>>>>>

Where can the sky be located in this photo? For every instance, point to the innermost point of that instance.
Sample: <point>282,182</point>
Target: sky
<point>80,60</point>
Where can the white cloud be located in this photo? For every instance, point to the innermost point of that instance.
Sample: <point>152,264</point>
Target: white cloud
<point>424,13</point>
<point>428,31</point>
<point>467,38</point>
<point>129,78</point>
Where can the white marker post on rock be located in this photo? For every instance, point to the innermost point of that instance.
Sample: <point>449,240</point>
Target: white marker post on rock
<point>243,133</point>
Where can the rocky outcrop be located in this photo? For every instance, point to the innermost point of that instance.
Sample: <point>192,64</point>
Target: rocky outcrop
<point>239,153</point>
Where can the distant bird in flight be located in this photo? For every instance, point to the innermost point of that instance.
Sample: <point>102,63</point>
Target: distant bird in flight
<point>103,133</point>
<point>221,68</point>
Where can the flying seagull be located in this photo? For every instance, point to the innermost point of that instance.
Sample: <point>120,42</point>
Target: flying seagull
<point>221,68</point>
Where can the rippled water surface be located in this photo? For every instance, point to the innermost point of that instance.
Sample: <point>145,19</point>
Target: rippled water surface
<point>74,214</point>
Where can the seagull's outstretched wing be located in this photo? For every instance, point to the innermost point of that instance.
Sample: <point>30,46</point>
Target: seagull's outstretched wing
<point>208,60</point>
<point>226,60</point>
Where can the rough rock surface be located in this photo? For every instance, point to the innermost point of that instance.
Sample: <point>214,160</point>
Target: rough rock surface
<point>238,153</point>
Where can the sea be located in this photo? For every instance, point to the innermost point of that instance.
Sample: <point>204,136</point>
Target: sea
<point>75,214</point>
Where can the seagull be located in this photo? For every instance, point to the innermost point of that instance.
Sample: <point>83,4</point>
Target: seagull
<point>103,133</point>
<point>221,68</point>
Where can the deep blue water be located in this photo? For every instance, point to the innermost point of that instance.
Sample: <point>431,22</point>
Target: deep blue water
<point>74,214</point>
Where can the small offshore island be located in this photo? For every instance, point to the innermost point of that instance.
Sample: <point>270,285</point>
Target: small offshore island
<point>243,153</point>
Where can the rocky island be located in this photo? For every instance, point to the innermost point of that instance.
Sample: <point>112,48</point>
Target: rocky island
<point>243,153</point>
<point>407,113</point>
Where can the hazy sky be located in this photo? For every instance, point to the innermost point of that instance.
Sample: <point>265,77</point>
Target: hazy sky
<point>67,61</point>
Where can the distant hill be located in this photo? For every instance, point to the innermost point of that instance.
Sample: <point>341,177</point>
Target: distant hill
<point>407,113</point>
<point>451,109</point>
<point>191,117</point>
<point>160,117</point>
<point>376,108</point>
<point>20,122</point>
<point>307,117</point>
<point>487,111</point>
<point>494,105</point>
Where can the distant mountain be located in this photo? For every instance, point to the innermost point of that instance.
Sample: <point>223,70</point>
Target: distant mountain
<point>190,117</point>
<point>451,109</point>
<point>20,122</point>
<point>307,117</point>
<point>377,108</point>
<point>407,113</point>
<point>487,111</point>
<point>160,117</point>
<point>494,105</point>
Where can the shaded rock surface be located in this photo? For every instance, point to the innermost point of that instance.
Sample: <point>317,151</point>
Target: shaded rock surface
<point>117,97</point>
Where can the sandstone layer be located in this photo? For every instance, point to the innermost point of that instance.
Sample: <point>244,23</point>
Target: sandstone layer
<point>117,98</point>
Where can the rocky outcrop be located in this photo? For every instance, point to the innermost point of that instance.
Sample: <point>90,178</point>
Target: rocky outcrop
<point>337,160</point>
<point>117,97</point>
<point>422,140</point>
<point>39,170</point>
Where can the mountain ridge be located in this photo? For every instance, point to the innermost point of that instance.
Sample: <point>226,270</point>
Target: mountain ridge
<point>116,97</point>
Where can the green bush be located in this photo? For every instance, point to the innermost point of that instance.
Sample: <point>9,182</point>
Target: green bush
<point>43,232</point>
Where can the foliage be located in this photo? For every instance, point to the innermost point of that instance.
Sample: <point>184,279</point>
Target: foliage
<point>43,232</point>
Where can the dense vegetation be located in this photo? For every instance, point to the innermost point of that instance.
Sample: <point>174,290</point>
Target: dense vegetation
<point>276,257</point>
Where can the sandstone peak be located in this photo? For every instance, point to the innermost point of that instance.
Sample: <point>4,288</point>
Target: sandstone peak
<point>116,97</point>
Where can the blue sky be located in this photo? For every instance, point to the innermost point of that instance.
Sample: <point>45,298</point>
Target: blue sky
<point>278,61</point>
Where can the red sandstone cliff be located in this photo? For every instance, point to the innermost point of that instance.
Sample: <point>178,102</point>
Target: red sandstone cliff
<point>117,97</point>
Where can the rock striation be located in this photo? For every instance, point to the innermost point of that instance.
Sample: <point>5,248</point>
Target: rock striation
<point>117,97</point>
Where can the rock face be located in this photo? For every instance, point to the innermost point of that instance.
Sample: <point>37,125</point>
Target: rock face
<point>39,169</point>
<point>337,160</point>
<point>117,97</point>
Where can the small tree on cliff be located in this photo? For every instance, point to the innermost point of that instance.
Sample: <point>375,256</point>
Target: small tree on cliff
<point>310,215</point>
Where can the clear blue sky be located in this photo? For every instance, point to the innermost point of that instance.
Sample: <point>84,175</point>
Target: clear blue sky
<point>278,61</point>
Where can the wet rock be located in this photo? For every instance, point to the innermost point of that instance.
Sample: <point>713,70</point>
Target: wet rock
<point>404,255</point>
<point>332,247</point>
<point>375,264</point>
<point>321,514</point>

<<<<<

• _The problem_: Nothing in the records should be altered when they are written out again.

• _Expected answer_:
Where can the sky be located in this photo? For every instance, point to the innermost point of that instance.
Sample: <point>282,182</point>
Target: sky
<point>80,60</point>
Where can the white cloud be located in this photo? For every instance, point to the innermost point of that instance.
Sample: <point>152,264</point>
Target: white cloud
<point>424,13</point>
<point>428,31</point>
<point>467,38</point>
<point>129,78</point>
Where can the white marker post on rock be located in this photo? For every instance, point to the innermost point of that instance.
Sample: <point>449,240</point>
Target: white marker post on rock
<point>243,133</point>
Where can the rocky outcrop be located in this photo? For every instance, point to the innermost point of that instance.
Sample: <point>192,64</point>
Target: rocky outcrop
<point>239,153</point>
Where can the distant bird in flight be located in this photo? For every instance, point to the innermost point of that instance.
Sample: <point>102,63</point>
Target: distant bird in flight
<point>103,133</point>
<point>221,68</point>
Where can the flying seagull be located in this photo? For every instance, point to the innermost point of that instance.
Sample: <point>120,42</point>
Target: flying seagull
<point>221,68</point>
Where can the rippled water surface be located in this photo? For every instance, point to the innermost point of that instance.
Sample: <point>145,19</point>
Target: rippled water surface
<point>74,214</point>
Where can the seagull's outstretched wing be located in this photo? For every instance, point to the innermost point of that instance.
Sample: <point>30,46</point>
Target: seagull's outstretched wing
<point>208,60</point>
<point>226,60</point>
Where can the rough rock surface be located in this photo? For every instance, point to the innermost point of that instance.
Sample: <point>214,160</point>
Target: rough rock surface
<point>238,153</point>
Where can the sea be located in this photo? For every instance, point to the innermost point of that instance.
Sample: <point>204,136</point>
Target: sea
<point>75,214</point>
Where can the seagull be located in this photo? For every instance, point to the innermost point of that instance.
Sample: <point>83,4</point>
Target: seagull
<point>103,133</point>
<point>221,68</point>
Where can the deep blue water be located in this photo? For every instance, point to the innermost point of that instance.
Sample: <point>431,22</point>
Target: deep blue water
<point>74,214</point>
Where can the small offshore island be located in this photo? For every instance, point to the innermost point of that instance.
Sample: <point>270,285</point>
Target: small offshore island
<point>243,153</point>
Where can the rocky island be located in this photo? For every instance, point to the innermost point of that instance.
Sample: <point>112,48</point>
Target: rocky island
<point>243,153</point>
<point>407,113</point>
Where can the hazy sky be located in this photo? For every instance, point to the innermost point of that instance.
Sample: <point>265,77</point>
Target: hazy sky
<point>67,61</point>
Where can the distant hill be located in this photo? For every instance, point to the innermost point of that instance.
Sample: <point>341,177</point>
Target: distant hill
<point>407,113</point>
<point>451,109</point>
<point>191,117</point>
<point>160,117</point>
<point>376,108</point>
<point>20,122</point>
<point>307,117</point>
<point>487,111</point>
<point>494,105</point>
Where can the distant mountain be located in this photo? For every instance, point to the innermost point of that instance.
Sample: <point>223,70</point>
Target: distant mountain
<point>190,117</point>
<point>451,109</point>
<point>20,122</point>
<point>307,117</point>
<point>377,108</point>
<point>407,113</point>
<point>487,111</point>
<point>160,117</point>
<point>494,105</point>
Where can the shaded rock surface be located in this photo? For every instance, point to the innermost point of that instance.
Sample: <point>317,151</point>
Target: shaded rock surface
<point>117,97</point>
Where can the sandstone layer be located in this photo? For every instance, point to the innermost point of that instance.
Sample: <point>244,23</point>
Target: sandstone layer
<point>117,98</point>
Where can the rocky outcrop be located in this photo? For every instance, point to the innermost point of that instance.
Sample: <point>90,178</point>
Target: rocky outcrop
<point>337,160</point>
<point>117,97</point>
<point>422,140</point>
<point>39,170</point>
Where can the mountain ridge be located in this photo? For every instance, point to the innermost point of that instance.
Sample: <point>226,270</point>
Target: mountain ridge
<point>116,97</point>
Where can the green bush be located in this photo? For every instance, point to the innermost point of that instance.
Sample: <point>9,182</point>
Target: green bush
<point>43,232</point>
Where can the foliage be located in this photo? For every instance, point to the innermost point of that instance.
Sample: <point>184,279</point>
Target: foliage
<point>43,232</point>
Where can the dense vegetation be located in this photo? For every instance, point to the innermost point of that instance.
Sample: <point>174,290</point>
Target: dense vegetation
<point>276,257</point>
Where can the sandstone peak be located in this photo? For every instance, point to the innermost point of that instance.
Sample: <point>4,288</point>
Target: sandstone peak
<point>116,97</point>
Where can the blue sky be located in this photo? For every instance, point to the innermost point of that instance.
Sample: <point>45,298</point>
Target: blue sky
<point>278,61</point>
Where can the red sandstone cliff be located in this photo? For every instance, point to the innermost point of that instance.
Sample: <point>178,102</point>
Target: red sandstone cliff
<point>117,97</point>
Where can the rock striation be located in this photo? For every instance, point to the innermost point of that instance.
Sample: <point>5,248</point>
Target: rock striation
<point>117,97</point>
Where can the rock face be located in this photo? For every instance, point to the innermost point of that instance.
Sample: <point>37,125</point>
Target: rock face
<point>39,169</point>
<point>337,160</point>
<point>117,97</point>
Where can the small tree on cliff be located in this photo? For every instance, point to the innermost point of that instance.
Sample: <point>375,256</point>
Target: small tree on cliff
<point>310,215</point>
Where can the clear blue sky be located in this photo? For every instance, point to the innermost point of that instance.
Sample: <point>84,175</point>
Target: clear blue sky
<point>278,61</point>
Where can the wet rock be located in this photo? For every instance, point to the innermost point of that instance.
Sample: <point>713,70</point>
Target: wet rock
<point>404,255</point>
<point>332,247</point>
<point>375,264</point>
<point>321,514</point>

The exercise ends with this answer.